## GIVEN PASSAGE

>>>>>

Crow Pass Trail: 24 Miles of Alaska

I mentioned in a post earlier this year that I was planning on running Crow Pass Crossing, the 24(ish?)-mile backcountry trail race, which takes place July 26th this year.  I have since decided it’s probably not in my best interest to run it this year, and will be saving up my registration fee for 2015.  That decision, however, didn’t prevent me from jumping on the opportunity to preview the course this past Sunday, June 29th.  I joined two other runners, Evan and Michelle, both of whom plan to race next month, for a casual hike/jog of the trail.

<<<<<

## RECORDED DATA
>>>>>

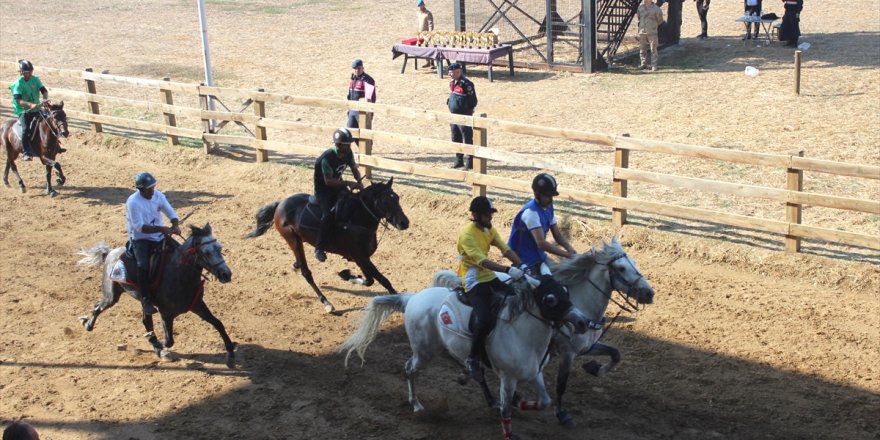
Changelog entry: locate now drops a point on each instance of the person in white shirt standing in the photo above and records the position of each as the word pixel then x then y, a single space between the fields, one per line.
pixel 146 229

<<<<<

## CHALLENGE
In the Crow Pass Trail post, on what date did the author preview the race course?

## SOLUTION
Sunday, June 29th.